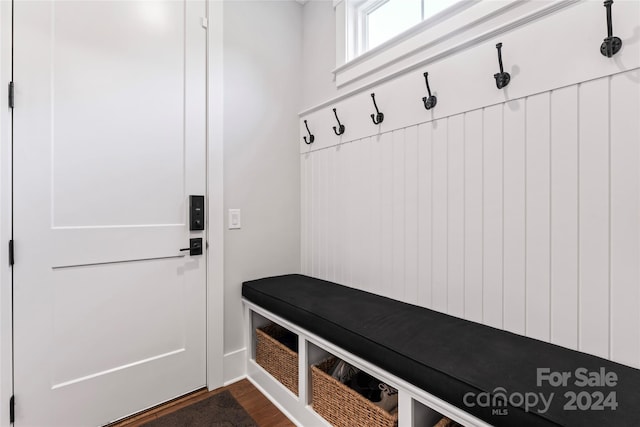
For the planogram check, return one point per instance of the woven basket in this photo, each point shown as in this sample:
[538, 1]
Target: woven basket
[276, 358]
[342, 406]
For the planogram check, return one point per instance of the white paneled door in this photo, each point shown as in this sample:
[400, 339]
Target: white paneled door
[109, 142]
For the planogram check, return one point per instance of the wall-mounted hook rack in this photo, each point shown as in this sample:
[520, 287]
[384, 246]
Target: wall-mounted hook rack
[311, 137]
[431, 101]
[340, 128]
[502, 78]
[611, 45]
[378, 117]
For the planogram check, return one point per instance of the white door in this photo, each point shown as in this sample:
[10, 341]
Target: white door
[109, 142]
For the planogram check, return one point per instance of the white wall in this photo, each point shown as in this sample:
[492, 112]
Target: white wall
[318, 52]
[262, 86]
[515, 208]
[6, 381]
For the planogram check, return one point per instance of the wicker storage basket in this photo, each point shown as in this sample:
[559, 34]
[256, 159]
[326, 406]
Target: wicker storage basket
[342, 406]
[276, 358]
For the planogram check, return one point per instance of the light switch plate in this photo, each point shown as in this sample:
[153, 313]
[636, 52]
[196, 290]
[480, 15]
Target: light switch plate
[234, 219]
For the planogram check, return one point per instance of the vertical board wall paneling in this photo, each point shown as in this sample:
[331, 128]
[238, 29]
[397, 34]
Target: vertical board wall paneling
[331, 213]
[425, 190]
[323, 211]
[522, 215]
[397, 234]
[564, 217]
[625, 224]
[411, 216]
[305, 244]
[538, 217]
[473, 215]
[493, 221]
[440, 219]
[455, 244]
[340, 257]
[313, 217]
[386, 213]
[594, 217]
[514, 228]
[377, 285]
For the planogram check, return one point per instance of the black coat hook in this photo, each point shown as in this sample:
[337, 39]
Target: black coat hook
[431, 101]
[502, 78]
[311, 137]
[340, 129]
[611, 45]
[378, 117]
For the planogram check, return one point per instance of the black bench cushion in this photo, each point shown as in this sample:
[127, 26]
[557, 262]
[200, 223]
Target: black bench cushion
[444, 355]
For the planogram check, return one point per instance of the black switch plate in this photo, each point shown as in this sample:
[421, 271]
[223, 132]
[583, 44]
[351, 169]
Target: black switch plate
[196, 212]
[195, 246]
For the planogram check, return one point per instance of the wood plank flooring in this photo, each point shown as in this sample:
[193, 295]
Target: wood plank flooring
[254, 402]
...
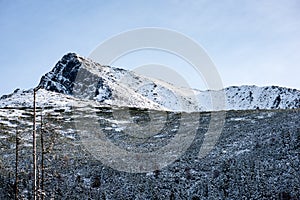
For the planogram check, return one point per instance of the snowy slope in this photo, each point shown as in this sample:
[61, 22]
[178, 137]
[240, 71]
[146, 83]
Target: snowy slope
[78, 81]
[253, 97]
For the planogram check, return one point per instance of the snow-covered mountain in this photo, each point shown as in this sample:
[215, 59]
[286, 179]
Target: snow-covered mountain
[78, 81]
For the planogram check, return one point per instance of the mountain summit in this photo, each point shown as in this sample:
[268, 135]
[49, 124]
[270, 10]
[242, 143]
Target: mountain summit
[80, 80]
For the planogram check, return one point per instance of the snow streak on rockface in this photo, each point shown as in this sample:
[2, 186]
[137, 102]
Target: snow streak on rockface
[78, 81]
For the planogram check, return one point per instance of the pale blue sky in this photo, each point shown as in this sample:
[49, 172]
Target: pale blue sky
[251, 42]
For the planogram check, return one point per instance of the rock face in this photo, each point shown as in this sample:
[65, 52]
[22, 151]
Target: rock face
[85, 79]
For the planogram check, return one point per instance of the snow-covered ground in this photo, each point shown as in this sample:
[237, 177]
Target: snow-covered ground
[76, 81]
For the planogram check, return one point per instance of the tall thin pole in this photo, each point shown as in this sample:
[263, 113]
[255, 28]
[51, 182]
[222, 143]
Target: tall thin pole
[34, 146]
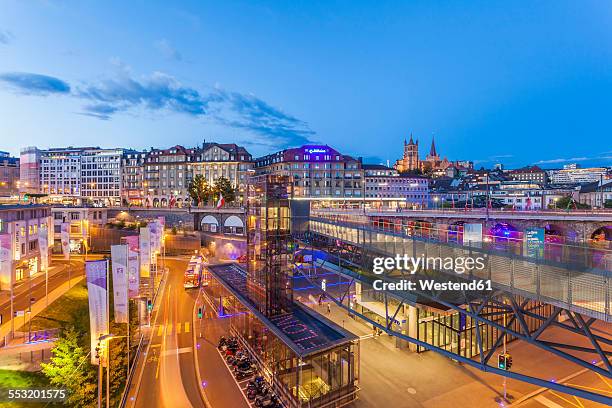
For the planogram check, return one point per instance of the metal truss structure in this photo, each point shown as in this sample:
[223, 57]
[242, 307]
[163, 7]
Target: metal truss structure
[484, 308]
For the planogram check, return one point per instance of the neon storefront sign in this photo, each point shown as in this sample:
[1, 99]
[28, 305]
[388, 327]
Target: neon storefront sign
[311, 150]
==
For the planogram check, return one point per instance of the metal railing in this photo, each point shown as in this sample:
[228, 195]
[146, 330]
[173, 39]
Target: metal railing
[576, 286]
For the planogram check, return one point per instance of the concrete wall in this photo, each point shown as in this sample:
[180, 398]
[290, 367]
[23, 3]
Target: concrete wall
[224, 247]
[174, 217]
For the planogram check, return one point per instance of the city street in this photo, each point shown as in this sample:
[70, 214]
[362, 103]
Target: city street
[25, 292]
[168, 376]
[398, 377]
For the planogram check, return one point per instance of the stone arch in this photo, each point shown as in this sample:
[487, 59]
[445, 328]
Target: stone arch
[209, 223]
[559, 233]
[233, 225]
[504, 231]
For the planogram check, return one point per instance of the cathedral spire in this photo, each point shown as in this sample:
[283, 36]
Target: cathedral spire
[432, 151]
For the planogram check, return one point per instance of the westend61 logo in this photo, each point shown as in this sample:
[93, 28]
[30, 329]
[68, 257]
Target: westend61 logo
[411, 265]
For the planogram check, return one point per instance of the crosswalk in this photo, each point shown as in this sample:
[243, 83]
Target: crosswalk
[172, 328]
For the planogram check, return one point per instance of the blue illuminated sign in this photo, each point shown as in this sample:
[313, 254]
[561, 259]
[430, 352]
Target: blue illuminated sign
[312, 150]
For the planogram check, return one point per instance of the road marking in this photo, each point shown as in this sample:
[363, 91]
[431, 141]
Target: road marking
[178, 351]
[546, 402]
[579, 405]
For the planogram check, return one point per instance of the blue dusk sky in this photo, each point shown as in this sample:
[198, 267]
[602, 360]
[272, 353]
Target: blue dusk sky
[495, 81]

**The problem**
Please collect every line of the items above that contains the word "concrete", and copy each one out unchanged.

**Exercise response**
For the planogram check, return one point per instance of the concrete wall in this photo, each point shown as in this sample:
Target: concrete wall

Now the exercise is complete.